PROBLEM TO WORK ON
Restate word for word every line from the top of the data below down through the line that holds "q: traffic sign".

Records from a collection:
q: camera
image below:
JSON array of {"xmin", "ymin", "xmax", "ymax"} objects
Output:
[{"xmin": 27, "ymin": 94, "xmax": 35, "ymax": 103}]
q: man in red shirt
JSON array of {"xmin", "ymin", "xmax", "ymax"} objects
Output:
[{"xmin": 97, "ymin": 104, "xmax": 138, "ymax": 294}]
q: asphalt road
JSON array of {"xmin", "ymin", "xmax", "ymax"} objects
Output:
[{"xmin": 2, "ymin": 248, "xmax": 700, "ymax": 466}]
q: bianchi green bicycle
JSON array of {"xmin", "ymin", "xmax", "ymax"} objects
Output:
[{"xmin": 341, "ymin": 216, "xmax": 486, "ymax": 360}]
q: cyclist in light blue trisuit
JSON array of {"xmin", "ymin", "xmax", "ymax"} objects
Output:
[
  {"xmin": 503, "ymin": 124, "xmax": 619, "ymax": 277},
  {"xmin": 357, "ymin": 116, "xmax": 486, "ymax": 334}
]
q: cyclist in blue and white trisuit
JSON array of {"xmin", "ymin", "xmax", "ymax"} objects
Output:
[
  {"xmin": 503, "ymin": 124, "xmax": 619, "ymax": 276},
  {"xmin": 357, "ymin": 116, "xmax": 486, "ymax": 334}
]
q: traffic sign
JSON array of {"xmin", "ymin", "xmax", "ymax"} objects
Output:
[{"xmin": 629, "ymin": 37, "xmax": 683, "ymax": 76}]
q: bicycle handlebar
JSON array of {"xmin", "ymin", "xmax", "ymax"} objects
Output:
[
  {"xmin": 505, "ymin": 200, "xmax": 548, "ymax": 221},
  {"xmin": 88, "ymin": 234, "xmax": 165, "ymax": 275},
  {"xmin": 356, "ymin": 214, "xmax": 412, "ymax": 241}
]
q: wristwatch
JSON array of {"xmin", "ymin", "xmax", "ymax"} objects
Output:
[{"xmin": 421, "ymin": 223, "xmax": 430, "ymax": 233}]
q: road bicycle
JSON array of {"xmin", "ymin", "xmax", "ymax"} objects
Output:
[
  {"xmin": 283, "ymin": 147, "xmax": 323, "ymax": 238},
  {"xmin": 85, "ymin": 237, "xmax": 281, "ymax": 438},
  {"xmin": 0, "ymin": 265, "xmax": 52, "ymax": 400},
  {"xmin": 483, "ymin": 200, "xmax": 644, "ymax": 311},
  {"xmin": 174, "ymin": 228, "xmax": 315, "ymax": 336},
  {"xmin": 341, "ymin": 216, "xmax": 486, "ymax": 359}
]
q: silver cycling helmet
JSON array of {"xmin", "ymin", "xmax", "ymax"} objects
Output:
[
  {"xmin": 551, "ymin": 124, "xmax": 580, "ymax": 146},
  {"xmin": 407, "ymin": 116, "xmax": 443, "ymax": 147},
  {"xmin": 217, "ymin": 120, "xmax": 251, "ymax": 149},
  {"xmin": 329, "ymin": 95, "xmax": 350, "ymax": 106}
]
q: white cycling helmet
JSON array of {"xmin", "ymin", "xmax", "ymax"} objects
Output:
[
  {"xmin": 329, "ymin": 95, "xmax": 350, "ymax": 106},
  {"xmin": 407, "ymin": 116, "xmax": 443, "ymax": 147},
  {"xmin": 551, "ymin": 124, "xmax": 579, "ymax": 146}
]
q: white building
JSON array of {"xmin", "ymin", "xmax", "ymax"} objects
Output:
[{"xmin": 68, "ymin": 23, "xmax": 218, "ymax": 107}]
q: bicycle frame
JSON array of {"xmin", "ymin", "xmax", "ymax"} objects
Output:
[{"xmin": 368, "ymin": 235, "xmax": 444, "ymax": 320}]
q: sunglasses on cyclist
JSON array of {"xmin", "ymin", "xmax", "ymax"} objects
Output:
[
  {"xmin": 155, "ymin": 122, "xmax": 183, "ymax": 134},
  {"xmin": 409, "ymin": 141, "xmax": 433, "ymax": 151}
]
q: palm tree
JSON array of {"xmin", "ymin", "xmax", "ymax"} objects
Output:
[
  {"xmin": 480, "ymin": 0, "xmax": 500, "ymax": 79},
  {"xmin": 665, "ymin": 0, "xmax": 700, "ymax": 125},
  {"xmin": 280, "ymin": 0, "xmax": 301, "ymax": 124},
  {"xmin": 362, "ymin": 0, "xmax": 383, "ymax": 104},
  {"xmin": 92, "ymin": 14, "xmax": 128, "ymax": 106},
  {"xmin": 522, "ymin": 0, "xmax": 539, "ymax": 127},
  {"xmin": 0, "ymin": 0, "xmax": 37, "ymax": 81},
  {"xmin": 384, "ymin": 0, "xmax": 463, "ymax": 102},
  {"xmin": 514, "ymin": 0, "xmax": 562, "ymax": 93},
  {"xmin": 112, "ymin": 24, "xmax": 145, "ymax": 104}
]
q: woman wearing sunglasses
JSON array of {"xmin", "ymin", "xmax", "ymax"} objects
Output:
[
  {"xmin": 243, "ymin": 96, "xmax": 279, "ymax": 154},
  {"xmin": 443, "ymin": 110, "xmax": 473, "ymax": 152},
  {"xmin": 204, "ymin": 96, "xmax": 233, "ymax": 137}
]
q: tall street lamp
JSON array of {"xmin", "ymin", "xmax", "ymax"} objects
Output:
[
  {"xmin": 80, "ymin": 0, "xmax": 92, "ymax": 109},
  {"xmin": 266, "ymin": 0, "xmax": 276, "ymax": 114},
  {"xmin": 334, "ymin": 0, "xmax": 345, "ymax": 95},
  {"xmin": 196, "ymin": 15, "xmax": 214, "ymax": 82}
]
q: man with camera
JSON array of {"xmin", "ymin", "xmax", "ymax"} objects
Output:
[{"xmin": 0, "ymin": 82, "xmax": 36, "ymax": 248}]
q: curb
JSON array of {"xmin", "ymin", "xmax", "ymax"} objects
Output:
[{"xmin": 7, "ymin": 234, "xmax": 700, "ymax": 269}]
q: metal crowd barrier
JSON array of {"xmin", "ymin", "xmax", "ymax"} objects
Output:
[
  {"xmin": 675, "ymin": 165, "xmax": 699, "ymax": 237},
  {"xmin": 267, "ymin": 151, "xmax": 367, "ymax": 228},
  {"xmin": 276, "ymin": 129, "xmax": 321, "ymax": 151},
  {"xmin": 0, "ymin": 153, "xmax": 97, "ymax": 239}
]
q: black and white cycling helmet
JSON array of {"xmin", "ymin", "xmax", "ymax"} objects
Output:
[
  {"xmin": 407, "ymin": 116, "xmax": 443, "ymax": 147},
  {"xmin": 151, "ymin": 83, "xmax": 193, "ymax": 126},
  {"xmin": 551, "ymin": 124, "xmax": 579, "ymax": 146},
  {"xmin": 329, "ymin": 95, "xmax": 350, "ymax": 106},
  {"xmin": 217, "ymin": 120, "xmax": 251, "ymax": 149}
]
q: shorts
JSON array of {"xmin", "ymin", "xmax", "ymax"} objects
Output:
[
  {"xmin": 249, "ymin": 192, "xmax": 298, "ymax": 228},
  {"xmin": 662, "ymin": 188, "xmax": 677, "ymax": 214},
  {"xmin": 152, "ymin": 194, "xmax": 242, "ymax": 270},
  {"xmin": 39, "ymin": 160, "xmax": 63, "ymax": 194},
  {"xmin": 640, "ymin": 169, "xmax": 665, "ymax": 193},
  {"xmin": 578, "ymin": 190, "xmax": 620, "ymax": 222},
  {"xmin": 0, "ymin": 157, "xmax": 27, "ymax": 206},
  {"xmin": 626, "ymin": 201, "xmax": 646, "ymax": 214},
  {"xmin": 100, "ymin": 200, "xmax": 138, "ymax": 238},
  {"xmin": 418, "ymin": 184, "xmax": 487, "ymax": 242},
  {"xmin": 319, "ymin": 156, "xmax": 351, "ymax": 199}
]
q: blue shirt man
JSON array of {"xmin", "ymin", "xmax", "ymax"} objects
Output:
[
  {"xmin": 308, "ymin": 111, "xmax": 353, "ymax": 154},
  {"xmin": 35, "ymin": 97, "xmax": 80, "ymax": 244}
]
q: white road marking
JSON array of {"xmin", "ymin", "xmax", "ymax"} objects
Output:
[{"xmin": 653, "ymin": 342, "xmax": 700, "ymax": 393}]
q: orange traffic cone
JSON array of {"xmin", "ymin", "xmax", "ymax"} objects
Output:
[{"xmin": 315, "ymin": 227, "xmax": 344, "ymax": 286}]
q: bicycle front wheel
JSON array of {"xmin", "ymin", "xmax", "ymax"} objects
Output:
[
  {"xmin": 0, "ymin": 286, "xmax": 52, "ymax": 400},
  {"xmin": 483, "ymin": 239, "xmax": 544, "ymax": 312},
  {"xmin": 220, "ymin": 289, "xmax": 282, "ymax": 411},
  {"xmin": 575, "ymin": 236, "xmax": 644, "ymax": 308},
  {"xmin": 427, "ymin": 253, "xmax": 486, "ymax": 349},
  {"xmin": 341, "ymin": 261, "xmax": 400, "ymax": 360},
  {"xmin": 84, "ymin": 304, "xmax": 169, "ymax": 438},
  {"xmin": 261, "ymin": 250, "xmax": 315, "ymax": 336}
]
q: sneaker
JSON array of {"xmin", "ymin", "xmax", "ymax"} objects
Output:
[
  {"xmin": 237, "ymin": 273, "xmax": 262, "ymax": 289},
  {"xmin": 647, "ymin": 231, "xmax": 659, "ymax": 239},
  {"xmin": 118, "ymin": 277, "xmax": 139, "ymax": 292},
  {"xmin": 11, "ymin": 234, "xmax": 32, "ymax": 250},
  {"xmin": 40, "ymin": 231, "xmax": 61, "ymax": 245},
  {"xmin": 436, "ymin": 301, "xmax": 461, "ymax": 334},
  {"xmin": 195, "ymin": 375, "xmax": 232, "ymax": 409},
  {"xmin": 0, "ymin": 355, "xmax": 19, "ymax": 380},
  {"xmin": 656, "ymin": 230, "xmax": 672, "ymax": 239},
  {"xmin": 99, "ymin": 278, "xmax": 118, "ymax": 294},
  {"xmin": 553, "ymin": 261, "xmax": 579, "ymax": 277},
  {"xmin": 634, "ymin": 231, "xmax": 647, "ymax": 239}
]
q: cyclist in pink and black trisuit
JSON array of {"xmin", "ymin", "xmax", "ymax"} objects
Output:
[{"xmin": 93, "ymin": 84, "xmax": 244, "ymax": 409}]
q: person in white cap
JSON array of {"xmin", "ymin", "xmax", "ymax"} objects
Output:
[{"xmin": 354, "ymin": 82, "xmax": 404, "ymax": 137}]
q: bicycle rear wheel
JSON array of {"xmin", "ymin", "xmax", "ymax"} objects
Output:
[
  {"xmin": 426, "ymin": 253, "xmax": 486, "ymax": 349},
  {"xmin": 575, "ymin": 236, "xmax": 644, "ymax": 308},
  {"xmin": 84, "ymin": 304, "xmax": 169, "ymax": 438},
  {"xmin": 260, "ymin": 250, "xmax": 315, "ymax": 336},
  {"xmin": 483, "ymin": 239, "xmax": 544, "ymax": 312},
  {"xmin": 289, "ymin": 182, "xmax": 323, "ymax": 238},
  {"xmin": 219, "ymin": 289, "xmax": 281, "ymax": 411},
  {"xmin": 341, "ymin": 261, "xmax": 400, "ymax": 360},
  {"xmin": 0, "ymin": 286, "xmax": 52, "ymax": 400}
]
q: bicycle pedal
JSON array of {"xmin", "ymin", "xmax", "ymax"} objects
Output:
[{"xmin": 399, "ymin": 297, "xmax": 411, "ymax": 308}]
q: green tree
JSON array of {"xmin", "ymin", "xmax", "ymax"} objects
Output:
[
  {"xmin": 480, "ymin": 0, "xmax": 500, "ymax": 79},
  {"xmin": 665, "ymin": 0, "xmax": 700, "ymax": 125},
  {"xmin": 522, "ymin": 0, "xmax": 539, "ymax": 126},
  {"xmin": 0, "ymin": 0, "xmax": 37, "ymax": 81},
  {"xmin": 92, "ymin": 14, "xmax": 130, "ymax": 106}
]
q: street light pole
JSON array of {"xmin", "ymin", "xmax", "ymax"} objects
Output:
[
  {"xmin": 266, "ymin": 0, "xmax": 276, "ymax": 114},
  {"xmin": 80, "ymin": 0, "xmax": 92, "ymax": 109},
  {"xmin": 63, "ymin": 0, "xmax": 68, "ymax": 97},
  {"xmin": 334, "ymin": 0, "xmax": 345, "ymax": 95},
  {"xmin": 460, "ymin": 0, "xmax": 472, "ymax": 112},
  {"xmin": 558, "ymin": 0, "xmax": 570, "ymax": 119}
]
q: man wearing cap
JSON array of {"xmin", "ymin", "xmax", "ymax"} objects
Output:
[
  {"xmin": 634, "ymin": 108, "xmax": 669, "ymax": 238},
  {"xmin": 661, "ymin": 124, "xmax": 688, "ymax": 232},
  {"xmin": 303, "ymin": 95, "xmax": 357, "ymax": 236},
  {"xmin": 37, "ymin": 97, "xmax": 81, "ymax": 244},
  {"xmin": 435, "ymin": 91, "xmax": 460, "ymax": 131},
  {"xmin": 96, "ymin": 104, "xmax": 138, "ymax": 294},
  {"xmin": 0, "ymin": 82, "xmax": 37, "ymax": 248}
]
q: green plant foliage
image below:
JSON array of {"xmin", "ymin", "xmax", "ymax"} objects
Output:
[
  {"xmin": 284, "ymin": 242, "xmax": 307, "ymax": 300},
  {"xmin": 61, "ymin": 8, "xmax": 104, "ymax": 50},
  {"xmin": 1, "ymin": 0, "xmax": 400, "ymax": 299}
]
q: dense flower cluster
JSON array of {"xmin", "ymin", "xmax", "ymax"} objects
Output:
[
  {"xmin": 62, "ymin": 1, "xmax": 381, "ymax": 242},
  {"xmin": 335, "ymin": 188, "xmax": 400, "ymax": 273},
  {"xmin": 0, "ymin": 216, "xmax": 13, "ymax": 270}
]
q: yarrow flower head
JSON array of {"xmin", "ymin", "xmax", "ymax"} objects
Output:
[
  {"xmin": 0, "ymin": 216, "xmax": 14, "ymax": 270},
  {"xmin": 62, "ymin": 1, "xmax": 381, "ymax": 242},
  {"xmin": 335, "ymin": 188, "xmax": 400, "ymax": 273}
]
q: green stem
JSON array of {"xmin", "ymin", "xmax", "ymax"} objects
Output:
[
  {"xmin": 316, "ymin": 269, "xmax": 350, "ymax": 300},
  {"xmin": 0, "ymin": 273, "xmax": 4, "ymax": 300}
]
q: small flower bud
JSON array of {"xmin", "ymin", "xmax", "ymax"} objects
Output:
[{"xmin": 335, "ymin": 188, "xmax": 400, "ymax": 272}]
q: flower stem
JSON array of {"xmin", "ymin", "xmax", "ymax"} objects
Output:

EXERCISE ANSWER
q: camera
image below:
JSON array of {"xmin", "ymin", "xmax", "ymax"} objects
Output:
[{"xmin": 27, "ymin": 94, "xmax": 35, "ymax": 103}]
q: man in red shirt
JSON array of {"xmin", "ymin", "xmax", "ymax"} objects
Output:
[{"xmin": 97, "ymin": 104, "xmax": 138, "ymax": 294}]
q: asphalt road
JSON array of {"xmin", "ymin", "xmax", "ymax"} objects
Output:
[{"xmin": 2, "ymin": 248, "xmax": 700, "ymax": 466}]
q: bianchi green bicycle
JSON array of {"xmin", "ymin", "xmax", "ymax"} objects
Output:
[{"xmin": 341, "ymin": 216, "xmax": 486, "ymax": 360}]
q: cyclist in light blue trisuit
JSON array of {"xmin", "ymin", "xmax", "ymax"} objects
Output:
[
  {"xmin": 503, "ymin": 124, "xmax": 619, "ymax": 277},
  {"xmin": 357, "ymin": 116, "xmax": 486, "ymax": 334}
]
q: cyclist in blue and white trisuit
JSON array of {"xmin", "ymin", "xmax", "ymax"} objects
Output:
[
  {"xmin": 503, "ymin": 124, "xmax": 619, "ymax": 276},
  {"xmin": 357, "ymin": 116, "xmax": 486, "ymax": 334}
]
q: traffic sign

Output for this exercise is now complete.